Your answer should be the lines below from the one holding "Inside an <instance>" through the one holding "positive clicks: (547, 140) (590, 131)", copied exactly and with nothing else.

Records shown:
Content starts
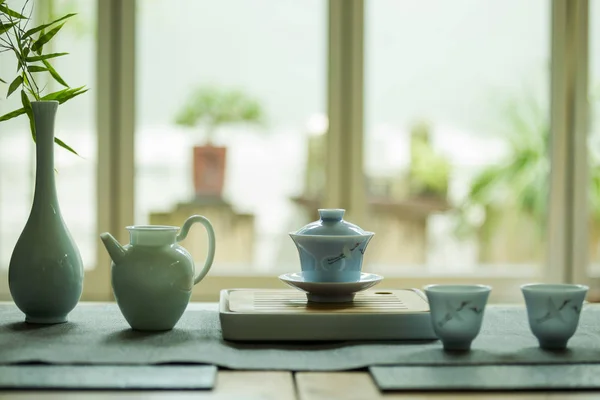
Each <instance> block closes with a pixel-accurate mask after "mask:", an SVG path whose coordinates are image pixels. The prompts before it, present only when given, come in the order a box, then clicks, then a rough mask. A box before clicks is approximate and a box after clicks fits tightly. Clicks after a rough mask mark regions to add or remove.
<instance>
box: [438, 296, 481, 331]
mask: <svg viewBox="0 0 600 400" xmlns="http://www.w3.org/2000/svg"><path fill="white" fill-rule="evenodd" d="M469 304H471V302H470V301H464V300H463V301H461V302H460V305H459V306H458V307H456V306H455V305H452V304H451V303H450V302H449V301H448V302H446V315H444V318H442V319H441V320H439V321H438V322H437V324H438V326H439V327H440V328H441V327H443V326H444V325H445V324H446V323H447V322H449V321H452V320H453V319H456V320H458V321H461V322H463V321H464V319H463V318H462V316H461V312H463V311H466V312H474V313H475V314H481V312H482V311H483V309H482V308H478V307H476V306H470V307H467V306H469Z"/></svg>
Content ends
Content starts
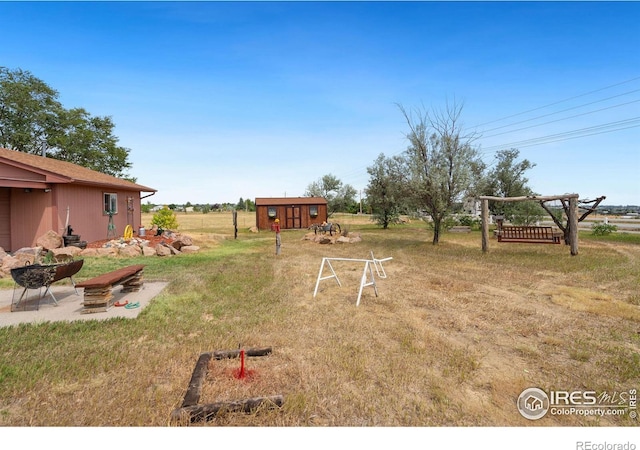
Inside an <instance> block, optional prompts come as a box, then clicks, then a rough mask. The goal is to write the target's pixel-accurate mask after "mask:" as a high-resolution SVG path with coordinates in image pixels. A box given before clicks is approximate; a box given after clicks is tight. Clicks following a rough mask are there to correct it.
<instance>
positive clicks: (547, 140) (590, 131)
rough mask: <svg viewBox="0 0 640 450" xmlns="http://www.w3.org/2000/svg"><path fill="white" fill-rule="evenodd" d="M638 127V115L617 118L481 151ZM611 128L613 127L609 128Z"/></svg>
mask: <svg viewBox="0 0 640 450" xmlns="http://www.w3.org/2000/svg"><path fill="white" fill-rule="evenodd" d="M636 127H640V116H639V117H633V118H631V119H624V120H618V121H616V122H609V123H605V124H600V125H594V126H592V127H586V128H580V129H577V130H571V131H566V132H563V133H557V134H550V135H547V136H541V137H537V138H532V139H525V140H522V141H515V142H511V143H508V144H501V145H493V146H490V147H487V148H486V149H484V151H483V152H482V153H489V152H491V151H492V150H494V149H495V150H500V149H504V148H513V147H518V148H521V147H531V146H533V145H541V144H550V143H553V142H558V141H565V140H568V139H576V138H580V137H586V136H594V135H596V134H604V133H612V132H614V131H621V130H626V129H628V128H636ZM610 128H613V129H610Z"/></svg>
Content ends
Content starts
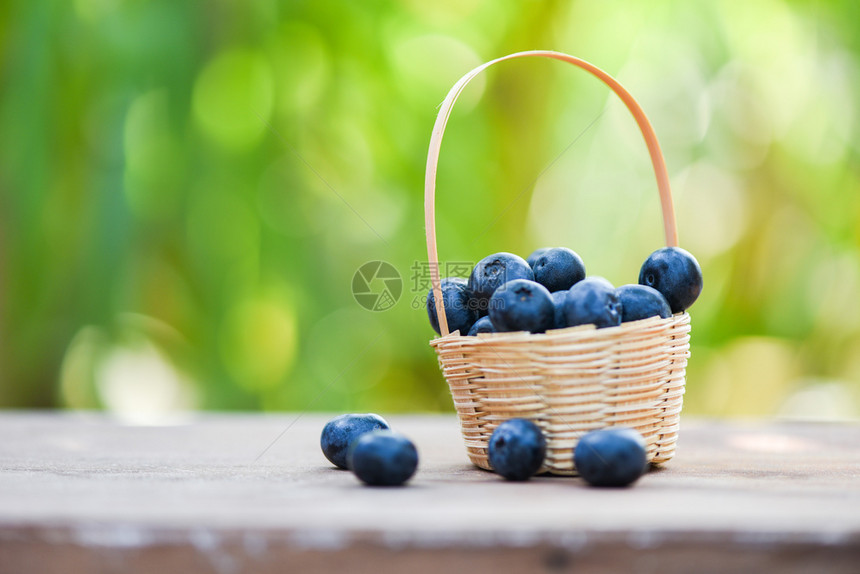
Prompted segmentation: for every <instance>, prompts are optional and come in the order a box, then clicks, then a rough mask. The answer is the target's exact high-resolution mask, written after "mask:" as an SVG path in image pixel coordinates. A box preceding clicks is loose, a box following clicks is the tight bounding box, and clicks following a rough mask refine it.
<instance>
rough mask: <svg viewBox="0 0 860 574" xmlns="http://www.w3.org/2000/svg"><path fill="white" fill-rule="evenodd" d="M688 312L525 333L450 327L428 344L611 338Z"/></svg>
Content ends
Written response:
Inside an <instance> block, optional prompts come as a box, then clicks, then a rough mask. The goal is to write the target's pixel-accurate mask after "mask:" as a high-resolution SVG path with coordinates in image pixels. A box given before clicks is approximate; a box given after clicks is tight. Clicks following a rough mask are there to correct it.
<instance>
positive clicks: (547, 140) (590, 131)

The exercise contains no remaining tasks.